**作業の指示:**
1 > レコードのうち「Target: red stripe on flag」を含む行から最後の行までを、「small stone」を「pebble」に置き換えて書き直してください。それ以外の部分は変えないでください。
2 > 造形師についての文章を、最後の文に続けて書き進めてください。

近年では、原型師/造形師はひとくくりに『モデラー』などとも呼ばれ、3DプリンターやCADのような立体設計ツールがより身近になったことで、造形師のなかにも、原型師に近しい製法で製作を行う職人も増えてきているため、造形師/原型師が一元的に同じ意味合いで表現されているのかもしれません。

前述したように、造形師は人形・フィギュアなどの模型を造形する仕事です。

造形師は、製作を依頼されると、クライアントとともにどんなフィギュアを製作するのかについてを話し合い、原型の制作に取り掛かります。

フィギュア造形師には、制作の技術だけではなく、クライアントの要望を確実に引き出すためのヒアリング能力や、融通性も必要になります。

全て自らの手で作り上げる『アナログ造形』

造形師の業務内容の中で、少しだけ造形の技術については触れましたが、ここからはより具体的に造形師の技術や、造形の過程について詳しくみていきましょう。

造形師の手法は、大きく『アナログ造形』と『デジタル造形』の二つに分けることができます。

**レコード一覧:**
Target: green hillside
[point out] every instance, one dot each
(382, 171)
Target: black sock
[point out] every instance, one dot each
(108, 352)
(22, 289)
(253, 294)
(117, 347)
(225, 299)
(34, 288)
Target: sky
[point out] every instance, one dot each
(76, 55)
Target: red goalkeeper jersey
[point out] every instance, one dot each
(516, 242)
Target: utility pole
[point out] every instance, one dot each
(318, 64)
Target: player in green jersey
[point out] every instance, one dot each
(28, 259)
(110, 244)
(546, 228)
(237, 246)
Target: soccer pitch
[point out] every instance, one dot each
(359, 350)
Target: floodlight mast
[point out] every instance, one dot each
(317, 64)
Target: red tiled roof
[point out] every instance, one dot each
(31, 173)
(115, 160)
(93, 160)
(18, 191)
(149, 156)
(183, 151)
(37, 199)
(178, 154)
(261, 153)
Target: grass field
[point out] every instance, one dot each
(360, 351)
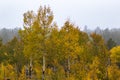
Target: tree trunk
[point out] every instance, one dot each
(43, 70)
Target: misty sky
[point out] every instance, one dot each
(93, 13)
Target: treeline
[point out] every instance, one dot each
(107, 34)
(44, 52)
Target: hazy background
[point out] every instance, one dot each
(93, 13)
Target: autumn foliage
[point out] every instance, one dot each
(46, 52)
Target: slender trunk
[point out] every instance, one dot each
(68, 71)
(43, 70)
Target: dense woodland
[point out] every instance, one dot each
(42, 51)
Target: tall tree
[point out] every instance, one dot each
(35, 34)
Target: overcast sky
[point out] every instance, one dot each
(93, 13)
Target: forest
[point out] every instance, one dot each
(43, 51)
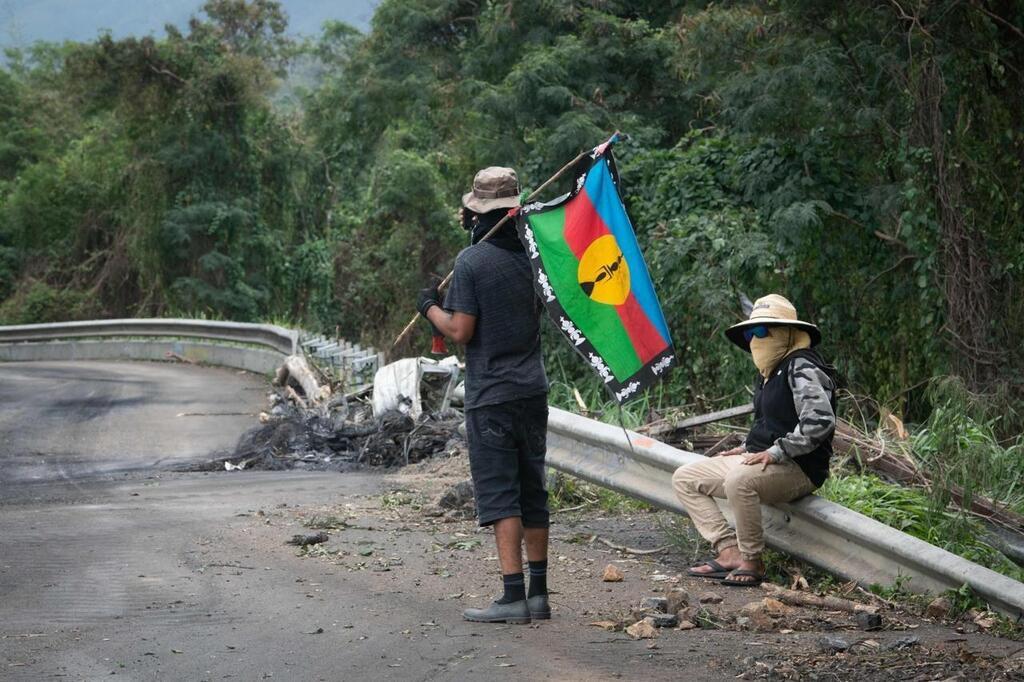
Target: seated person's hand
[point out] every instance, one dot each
(738, 450)
(764, 459)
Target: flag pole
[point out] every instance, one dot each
(600, 147)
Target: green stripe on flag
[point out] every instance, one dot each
(599, 323)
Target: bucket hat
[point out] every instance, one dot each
(771, 310)
(494, 187)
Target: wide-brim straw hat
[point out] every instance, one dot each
(494, 187)
(771, 310)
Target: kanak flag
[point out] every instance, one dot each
(590, 274)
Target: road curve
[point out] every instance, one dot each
(75, 420)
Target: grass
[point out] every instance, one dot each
(566, 492)
(399, 498)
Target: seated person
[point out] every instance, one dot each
(784, 456)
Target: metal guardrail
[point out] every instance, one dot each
(821, 533)
(92, 340)
(826, 535)
(278, 338)
(350, 361)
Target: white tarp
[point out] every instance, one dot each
(396, 386)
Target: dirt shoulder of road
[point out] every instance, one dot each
(402, 535)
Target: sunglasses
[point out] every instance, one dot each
(761, 332)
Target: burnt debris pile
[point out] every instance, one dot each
(340, 437)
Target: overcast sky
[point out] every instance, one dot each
(25, 22)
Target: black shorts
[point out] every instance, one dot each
(507, 443)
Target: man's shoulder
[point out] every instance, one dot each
(483, 255)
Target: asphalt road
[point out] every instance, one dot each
(74, 420)
(112, 565)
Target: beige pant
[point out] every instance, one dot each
(745, 486)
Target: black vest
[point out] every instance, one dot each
(775, 415)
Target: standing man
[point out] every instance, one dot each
(784, 456)
(492, 308)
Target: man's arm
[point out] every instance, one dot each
(811, 390)
(456, 326)
(458, 322)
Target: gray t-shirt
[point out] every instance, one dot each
(503, 358)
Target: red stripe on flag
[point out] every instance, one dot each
(646, 340)
(583, 224)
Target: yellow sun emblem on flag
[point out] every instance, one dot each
(602, 273)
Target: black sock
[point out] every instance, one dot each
(538, 578)
(515, 588)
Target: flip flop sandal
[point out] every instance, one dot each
(717, 572)
(758, 579)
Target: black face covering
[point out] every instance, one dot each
(506, 238)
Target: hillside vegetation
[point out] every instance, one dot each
(863, 158)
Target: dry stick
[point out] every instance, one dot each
(492, 232)
(629, 550)
(795, 598)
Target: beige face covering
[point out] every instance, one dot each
(781, 341)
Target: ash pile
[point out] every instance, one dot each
(403, 417)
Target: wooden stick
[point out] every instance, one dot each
(493, 231)
(795, 598)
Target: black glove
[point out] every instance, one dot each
(429, 297)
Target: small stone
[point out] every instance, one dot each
(675, 600)
(833, 644)
(659, 604)
(867, 622)
(939, 608)
(612, 573)
(755, 617)
(752, 607)
(458, 496)
(774, 607)
(609, 626)
(638, 613)
(903, 643)
(643, 630)
(665, 620)
(985, 621)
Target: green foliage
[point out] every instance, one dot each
(961, 449)
(570, 493)
(865, 164)
(912, 512)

**各作業の解答:**
1 >
Target: red stripe on flag
[point out] every instance, one dot each
(646, 340)
(583, 224)
Target: yellow sun emblem on flag
[point out] every instance, one dot each
(602, 273)
Target: black sock
[point out] every instance, one dot each
(538, 578)
(515, 588)
Target: flip flop sandal
[point out] every instance, one dot each
(717, 572)
(758, 579)
Target: black face covering
[point out] every instance, one dot each
(506, 238)
Target: hillside vegetation
[point out] every instance, one dot each
(863, 158)
Target: dry stick
[point out] every instance, one dot each
(492, 232)
(629, 550)
(795, 598)
Target: beige face covering
[point out] every instance, one dot each
(781, 341)
Target: ash pile
[point out] every instance, one dot each
(403, 417)
Target: wooden stick
[point out] every instance, one dot each
(493, 231)
(795, 598)
Target: black glove
[point out] every instance, one dot each
(429, 297)
Target: pebble
[point out] every instance, one dot each
(675, 600)
(833, 644)
(659, 604)
(867, 622)
(939, 608)
(612, 573)
(755, 617)
(752, 607)
(458, 496)
(774, 607)
(609, 626)
(638, 613)
(903, 643)
(643, 630)
(665, 620)
(985, 621)
Target: green foliage
[point out] every instance, one dot each
(961, 449)
(570, 493)
(865, 164)
(912, 512)

2 >
アナログ造形は、場合により『主原型』と呼ばれることもあり、ベテラン造形師がこの製法を用いることが多く、その文字通り、PCや3Dプリンター等を用いず、手作業で造形を行います。

アナログで造形を行う場合は、まずは企画(どのような作品を製作するのかのアイデア)を固めます。

続いて、パテやワックスなどの原型に必要となる材料をひとしきり揃え、ポリパテ造形という技法を用いて、『パテ』と呼ばれる粘土のようなものを元に、骨組みなどの土台となる部分を製作し、彫刻刀やヘラなどで造形を行う手法で成型を行なっていきます。

場合によっては、造形師自身で縫製を行ったり、フィギュアの着色を行う場合もあるようです。

こういった着手範囲の広さも、原型師や造形師が同義として扱われる理由のひとつなのかもしれませんね。

このように、アナログ造形は全て手作業で行うため、クオリティの高いものを作るためには、手先の器用さや空間把握能力が問われることに加えて、造形に時間がかかってしまうのがデメリットとして挙げられます。
しかし、その分細部までこだわった繊細な造形を行うことができ、ベテラン造形師であれば、現在でもアナログ造形を行う場合が多いようです。

また、アナログ造形は道具や素材などを合わせて数万円で揃えることができますので、趣味として造形を初め、そこから転じて造形師になる方も少なくはありません。
親しみやすいとも言えますが、シンプルな技法である分、個人で業務を受託したり、販売できるようなクオリティに仕上げるためにはかなりの技術と経験が必要と言えるでしょう。

最新技術を駆使した『デジタル造形』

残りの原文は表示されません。